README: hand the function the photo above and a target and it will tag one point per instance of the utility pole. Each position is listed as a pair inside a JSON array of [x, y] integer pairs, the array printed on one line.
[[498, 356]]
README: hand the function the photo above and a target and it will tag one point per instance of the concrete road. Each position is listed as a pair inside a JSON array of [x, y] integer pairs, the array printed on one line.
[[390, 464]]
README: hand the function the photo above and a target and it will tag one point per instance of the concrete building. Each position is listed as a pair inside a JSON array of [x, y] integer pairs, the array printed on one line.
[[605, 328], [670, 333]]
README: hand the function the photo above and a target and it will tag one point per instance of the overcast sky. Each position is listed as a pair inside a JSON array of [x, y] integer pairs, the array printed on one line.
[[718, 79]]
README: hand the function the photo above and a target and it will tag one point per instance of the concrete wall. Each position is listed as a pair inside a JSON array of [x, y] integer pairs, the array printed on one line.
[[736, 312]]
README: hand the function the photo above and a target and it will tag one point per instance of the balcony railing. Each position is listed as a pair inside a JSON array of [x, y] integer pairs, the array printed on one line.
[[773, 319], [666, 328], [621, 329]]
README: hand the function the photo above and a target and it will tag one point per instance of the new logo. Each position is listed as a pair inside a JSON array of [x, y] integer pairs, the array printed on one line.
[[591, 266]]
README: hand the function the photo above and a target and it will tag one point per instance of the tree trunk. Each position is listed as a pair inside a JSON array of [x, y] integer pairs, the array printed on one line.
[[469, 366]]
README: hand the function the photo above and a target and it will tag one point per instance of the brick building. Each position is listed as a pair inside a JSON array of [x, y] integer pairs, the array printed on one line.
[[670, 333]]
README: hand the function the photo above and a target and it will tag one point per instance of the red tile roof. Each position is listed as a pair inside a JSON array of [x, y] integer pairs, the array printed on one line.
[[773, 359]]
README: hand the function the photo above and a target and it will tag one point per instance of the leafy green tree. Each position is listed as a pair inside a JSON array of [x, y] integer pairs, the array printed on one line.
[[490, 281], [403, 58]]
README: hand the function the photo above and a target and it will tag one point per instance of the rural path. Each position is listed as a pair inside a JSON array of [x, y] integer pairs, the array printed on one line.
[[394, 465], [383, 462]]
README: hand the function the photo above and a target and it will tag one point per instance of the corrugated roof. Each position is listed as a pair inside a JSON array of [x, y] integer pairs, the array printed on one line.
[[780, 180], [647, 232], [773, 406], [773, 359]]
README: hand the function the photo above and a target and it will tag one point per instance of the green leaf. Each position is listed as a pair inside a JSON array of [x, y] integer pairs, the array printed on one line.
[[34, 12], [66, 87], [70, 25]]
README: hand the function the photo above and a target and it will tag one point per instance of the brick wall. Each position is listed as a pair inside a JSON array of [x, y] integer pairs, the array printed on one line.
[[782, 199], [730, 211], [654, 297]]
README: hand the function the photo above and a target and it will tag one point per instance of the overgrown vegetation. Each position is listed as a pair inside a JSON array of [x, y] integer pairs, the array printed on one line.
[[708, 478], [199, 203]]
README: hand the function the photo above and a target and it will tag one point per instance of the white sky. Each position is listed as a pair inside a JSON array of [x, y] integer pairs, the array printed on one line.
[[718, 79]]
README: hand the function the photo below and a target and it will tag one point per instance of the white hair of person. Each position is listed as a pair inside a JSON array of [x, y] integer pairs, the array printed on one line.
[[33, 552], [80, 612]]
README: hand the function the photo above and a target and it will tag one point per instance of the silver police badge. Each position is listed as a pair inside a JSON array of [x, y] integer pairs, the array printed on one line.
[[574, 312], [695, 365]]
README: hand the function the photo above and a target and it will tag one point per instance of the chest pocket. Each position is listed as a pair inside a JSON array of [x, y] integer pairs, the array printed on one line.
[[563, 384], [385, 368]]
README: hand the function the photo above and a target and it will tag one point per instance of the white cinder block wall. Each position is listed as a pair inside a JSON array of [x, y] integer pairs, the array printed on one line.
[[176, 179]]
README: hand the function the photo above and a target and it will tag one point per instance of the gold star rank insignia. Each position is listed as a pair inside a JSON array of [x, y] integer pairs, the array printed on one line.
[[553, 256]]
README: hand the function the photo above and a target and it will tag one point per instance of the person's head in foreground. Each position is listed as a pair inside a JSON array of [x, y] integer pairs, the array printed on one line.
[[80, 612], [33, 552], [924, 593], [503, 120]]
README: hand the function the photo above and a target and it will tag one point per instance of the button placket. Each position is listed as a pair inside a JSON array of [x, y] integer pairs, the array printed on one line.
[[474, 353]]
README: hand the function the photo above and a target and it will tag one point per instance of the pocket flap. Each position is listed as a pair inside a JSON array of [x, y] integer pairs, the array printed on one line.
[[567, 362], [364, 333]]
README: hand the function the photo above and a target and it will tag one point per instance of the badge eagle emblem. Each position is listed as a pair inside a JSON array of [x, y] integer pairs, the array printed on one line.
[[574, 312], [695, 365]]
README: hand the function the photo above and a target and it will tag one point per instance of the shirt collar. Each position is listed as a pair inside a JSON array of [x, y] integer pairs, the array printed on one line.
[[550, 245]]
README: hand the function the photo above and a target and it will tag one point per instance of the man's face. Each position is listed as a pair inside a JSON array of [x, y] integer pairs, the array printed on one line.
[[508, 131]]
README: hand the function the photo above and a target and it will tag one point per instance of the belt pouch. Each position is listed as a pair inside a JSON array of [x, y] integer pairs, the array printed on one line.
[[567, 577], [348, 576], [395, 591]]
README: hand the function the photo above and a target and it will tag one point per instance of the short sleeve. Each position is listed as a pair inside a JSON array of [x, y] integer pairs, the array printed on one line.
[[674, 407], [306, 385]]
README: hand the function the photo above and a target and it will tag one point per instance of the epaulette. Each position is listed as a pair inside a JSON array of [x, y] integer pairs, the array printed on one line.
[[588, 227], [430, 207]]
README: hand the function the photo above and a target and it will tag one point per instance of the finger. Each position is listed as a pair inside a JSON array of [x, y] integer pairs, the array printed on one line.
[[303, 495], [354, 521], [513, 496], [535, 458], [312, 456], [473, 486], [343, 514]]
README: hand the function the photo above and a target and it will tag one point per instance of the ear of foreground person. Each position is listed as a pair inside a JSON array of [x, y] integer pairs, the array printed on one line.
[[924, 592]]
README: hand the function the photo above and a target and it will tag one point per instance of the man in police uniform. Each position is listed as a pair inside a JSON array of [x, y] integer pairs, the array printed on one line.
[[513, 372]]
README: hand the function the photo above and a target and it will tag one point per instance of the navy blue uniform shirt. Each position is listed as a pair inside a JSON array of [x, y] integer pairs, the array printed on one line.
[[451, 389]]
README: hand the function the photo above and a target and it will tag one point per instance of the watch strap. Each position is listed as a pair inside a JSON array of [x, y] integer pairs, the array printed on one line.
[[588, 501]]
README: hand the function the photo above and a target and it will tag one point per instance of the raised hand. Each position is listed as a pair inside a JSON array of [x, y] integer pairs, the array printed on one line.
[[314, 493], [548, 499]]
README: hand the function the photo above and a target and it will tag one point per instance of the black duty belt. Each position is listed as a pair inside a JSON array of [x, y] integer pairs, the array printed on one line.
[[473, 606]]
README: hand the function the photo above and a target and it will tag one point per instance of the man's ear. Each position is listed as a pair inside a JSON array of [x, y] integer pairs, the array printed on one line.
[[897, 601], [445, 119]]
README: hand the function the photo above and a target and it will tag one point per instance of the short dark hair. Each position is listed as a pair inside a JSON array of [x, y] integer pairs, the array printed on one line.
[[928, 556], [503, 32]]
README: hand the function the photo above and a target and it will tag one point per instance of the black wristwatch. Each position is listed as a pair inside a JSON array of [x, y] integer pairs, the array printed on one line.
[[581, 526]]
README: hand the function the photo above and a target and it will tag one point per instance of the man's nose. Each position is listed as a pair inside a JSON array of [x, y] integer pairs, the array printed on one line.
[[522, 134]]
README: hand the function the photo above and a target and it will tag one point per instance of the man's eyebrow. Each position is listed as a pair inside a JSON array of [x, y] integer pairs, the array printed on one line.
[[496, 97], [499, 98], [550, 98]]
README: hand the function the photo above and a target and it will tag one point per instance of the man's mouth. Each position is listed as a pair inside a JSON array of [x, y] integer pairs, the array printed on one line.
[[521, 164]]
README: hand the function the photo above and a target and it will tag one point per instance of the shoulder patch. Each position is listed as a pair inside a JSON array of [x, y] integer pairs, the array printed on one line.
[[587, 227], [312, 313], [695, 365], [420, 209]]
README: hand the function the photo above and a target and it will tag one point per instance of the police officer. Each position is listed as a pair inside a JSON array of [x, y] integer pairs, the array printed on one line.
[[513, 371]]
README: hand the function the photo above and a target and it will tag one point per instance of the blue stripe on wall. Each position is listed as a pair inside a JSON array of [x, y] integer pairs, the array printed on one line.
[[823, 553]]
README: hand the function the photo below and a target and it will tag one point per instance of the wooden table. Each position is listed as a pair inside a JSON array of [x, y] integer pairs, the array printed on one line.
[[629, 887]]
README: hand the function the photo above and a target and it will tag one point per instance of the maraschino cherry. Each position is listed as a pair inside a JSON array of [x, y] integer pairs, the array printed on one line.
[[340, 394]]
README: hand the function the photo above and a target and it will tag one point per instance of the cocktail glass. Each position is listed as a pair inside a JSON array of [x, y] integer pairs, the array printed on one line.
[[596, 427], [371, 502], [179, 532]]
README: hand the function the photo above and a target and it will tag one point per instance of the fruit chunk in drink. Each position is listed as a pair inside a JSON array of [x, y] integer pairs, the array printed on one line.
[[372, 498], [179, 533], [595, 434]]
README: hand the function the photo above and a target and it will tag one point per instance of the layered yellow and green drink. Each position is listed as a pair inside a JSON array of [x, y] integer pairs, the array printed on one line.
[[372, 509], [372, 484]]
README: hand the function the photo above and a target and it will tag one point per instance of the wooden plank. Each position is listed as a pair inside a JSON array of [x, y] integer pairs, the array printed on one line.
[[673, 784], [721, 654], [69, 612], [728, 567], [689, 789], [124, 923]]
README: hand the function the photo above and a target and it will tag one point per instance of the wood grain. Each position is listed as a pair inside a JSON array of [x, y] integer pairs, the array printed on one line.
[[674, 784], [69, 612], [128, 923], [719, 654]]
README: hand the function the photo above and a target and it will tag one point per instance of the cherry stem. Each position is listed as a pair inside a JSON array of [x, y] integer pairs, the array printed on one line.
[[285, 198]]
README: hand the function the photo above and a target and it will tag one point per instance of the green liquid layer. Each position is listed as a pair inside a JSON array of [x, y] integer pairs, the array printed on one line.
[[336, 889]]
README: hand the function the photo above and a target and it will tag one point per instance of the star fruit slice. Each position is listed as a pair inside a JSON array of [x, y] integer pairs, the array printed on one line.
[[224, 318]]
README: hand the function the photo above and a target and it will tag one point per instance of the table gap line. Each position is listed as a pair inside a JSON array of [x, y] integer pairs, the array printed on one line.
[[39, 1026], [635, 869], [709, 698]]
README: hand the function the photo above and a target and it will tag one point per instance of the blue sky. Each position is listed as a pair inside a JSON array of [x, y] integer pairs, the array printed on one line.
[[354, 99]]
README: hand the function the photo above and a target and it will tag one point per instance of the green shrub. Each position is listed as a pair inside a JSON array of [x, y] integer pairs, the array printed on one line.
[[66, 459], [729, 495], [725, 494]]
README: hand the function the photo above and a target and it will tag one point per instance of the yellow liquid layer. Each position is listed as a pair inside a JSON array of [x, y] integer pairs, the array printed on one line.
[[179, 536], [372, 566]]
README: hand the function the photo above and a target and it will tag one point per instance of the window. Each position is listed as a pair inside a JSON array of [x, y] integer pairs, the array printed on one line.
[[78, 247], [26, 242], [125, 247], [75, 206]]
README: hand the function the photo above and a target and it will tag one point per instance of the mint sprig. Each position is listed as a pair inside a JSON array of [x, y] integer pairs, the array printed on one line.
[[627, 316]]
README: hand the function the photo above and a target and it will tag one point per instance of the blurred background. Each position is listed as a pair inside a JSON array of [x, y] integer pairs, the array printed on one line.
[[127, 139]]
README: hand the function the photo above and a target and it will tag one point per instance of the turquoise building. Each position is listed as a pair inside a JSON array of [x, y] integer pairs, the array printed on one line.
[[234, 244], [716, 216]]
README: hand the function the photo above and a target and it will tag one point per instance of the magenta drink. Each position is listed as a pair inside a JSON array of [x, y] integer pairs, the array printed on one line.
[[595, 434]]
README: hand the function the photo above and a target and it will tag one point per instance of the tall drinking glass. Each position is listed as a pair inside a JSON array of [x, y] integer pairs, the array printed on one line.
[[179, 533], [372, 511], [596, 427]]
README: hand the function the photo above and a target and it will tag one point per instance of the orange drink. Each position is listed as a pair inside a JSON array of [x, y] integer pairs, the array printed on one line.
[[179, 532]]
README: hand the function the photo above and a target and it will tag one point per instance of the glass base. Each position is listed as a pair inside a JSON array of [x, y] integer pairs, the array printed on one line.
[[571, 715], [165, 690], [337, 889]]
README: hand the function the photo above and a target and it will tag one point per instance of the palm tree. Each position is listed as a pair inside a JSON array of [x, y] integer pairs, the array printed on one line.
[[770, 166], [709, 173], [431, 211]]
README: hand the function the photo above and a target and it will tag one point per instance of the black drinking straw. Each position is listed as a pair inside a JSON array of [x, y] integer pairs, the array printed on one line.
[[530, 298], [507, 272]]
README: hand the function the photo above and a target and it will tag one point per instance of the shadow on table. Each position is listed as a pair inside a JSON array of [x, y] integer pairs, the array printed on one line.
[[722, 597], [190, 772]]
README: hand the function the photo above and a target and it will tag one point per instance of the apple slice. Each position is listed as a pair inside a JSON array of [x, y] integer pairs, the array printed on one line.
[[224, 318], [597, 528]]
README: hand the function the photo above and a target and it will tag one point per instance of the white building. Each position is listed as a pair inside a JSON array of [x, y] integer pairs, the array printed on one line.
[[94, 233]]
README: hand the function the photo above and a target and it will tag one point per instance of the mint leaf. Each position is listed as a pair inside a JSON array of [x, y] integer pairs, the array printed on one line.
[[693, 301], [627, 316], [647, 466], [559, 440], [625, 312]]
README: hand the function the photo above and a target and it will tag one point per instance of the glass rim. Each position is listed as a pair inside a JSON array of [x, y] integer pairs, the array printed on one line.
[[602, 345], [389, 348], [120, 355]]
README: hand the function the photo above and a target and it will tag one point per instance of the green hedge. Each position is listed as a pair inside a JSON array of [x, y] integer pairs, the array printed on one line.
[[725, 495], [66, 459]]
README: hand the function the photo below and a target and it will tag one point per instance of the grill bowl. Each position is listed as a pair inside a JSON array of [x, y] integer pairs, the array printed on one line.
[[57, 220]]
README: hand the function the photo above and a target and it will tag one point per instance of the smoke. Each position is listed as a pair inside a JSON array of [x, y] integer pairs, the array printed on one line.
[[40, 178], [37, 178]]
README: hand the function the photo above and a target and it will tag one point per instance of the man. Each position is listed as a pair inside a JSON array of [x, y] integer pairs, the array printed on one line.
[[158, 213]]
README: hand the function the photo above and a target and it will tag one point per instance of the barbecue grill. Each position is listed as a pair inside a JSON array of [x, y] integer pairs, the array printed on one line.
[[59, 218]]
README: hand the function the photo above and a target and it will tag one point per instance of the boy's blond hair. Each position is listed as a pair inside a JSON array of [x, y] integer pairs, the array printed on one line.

_Problem requirements_. Copy out exactly the lines running from the line with "the mint leaf." to the end of the records, inclusive.

_The solution_.
README: hand the function the photo above and a target and it will tag one point per instance of the mint leaf. Each position is listed as a pair inside a JSON array of [x, y] integer pairs, the array printed on one line.
[[693, 301], [627, 316], [647, 466], [559, 440], [625, 312]]
README: hand the function the photo above and a target and it will tag one point per instance of the glass rim. Each position is listed as a pair inside a JSON array of [x, y] integer pairs, the array printed on one line.
[[602, 345], [389, 348], [120, 355]]
README: hand the function the photo above and a target and it will tag one point per instance of the green hedge. Each position is listed as a pair inside a JSON array of [x, y] integer pairs, the array printed on one line.
[[725, 495], [66, 459]]
README: hand the function the photo below and a target and it will tag one point per instance of the grill bowl. Each position is listed as a pair inside a JSON array of [x, y] integer pairs, the array printed on one line.
[[57, 220]]
README: hand the function the photo above and a target and it will tag one point per instance of the smoke. Each position is listed as a pair inside a JSON array of [x, y] integer pairs, the array printed on one line.
[[40, 178], [37, 178]]
README: hand the function the photo above and a target and it will tag one point per instance of the man. Each position is listed as a pair inside a JSON array of [x, y] integer pairs, the array printed on one line.
[[158, 213]]
README: hand the function the photo above and a target and it will tag one point per instance of the barbecue grill. Each position is listed as a pair inside a JSON array of [x, y] integer pairs, the array printed on one line.
[[59, 218]]
README: hand the function the photo above and a target and it will tag one point per instance of the boy's blond hair. Each position is listed as a pair inside a JSON array of [x, y] integer pairs, the array printed on one line.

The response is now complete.